この本は、ベストセラーの『地頭力』や以前ご紹介した『「具体」と「抽象」』などの内容をふまえた、細谷功氏の現時点での集大成といった感じの本です。

内容としても、図が多くて視覚的にも分かりやすいと思います。とくに具体と抽象の関係を「三角形」で表した図がさまざまなバリエーションで頻用されており、本文での説明と合っていて理解しやすくなっています。

その三角形における底辺と上の頂点の関係が、まさに「具体と抽象」の軸であり、これを氏は「縦の価値観」と呼びます。それに対して底辺(低い、悪いという意味ではない)における横の拡がりの関係を「横の価値観」と呼びます。

「横の価値観」は、知識をなるべく多く集め、その知識の中でなんとかしようという考え方です。これはまさに知識偏重社会の陥る状態だと思います。

これに対して「縦の価値観」は、いつでも底辺の「具体」から頂点の「抽象」までの縦の移動を自由にできることです。

知識を集め、持ち合わせの知識でなんとかしようというのではなく、それら具体的な知識から縦方向に集約し、抽象化を図ること。そして抽象と具体の移動を自由にすることが、思考の重要なポイントです。

この本をしっかり読み込み、「具体と抽象」の思考法を身につけると、世界の見え方が変わると思います。

問題解決は大きく分ければ、本書でいう「縦の移動」(具体と抽象間の移動)があるものとないものがあります。縦の移動、つまり「具体→抽象→具体」というのが本書でいう典型的な抽象化と具体化を組み合わせた問題解決で、表面的な問題だけでなく根本的かつ本質的な問題にたどりつくことができる考え方です。

(P32)

著者は分かりやすくピラミッド(三角形)のモデルで説明しています。三角形の底辺が知識であり、幅広く持つことができます。

三角形の(上の)頂点がより抽象的なことであり、底辺の具体はより抽象的な事柄にまとめられるにつれて(上に行くにつれて)、項目も少なくなり、狭まってくるわけです。

よくやりがちな思考は、底辺の具体的な事柄だけを並べて、これがいい、あれがいいと議論してしまうことだと思います。

たとえば、お母さんが、夕食に何を食べようかと言うと、カレーがいい、牛丼がいい、焼き魚がいいなどいろいろリクエストが家族からあると思います。

そこで、ふと家族は、連日の休校によりお母さんが疲れていそうだということを鑑みると、より抽象度の高い「外食」という項目に登り、そこから具体におりて回転ずしだとか、レストランだとか、焼き肉屋などが考えられるかもしれません(今や外食もなかなか行けませんが・・・)。

・・・抽象化とは本書でいう縦の世界の代表的能力です。これに「横の能力」としての知識が加わって(組み合わせられて)人間の知的能力が発揮されます。

========

## 取り組む問題
A - ページ抜粋の夕食の例で、家族が「外食」という項目に考えを移したのはなぜか、1〜3文で説明してください。
B - ページ抜粋の「この本は、ベストセラーの『地」から「にすることが、思考の重要なポイントです。」までを、「考え方」を「発想」に置き換えて書き直してください。

## 提供データ

========

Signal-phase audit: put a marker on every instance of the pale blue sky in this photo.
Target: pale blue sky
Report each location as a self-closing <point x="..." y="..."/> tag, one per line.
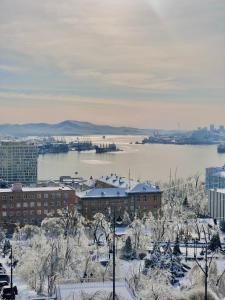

========

## 問題の解答
A - 連日の休校によりお母さんが疲れていそうだと、家族が気づいたからです。そこで家族は、カレーや牛丼といった具体的な料理ではなく、より抽象度の高い「外食」という項目に登りました。そこから具体に下りて、回転ずし、レストラン、焼き肉屋などを考えることができます。

B -
この本は、ベストセラーの『地頭力』や以前ご紹介した『「具体」と「抽象」』などの内容をふまえた、細谷功氏の現時点での集大成といった感じの本です。

内容としても、図が多くて視覚的にも分かりやすいと思います。とくに具体と抽象の関係を「三角形」で表した図がさまざまなバリエーションで頻用されており、本文での説明と合っていて理解しやすくなっています。

その三角形における底辺と上の頂点の関係が、まさに「具体と抽象」の軸であり、これを氏は「縦の価値観」と呼びます。それに対して底辺(低い、悪いという意味ではない)における横の拡がりの関係を「横の価値観」と呼びます。

「横の価値観」は、知識をなるべく多く集め、その知識の中でなんとかしようという発想です。これはまさに知識偏重社会の陥る状態だと思います。

これに対して「縦の価値観」は、いつでも底辺の「具体」から頂点の「抽象」までの縦の移動を自由にできることです。

知識を集め、持ち合わせの知識でなんとかしようというのではなく、それら具体的な知識から縦方向に集約し、抽象化を図ること。そして抽象と具体の移動を自由にすることが、思考の重要なポイントです。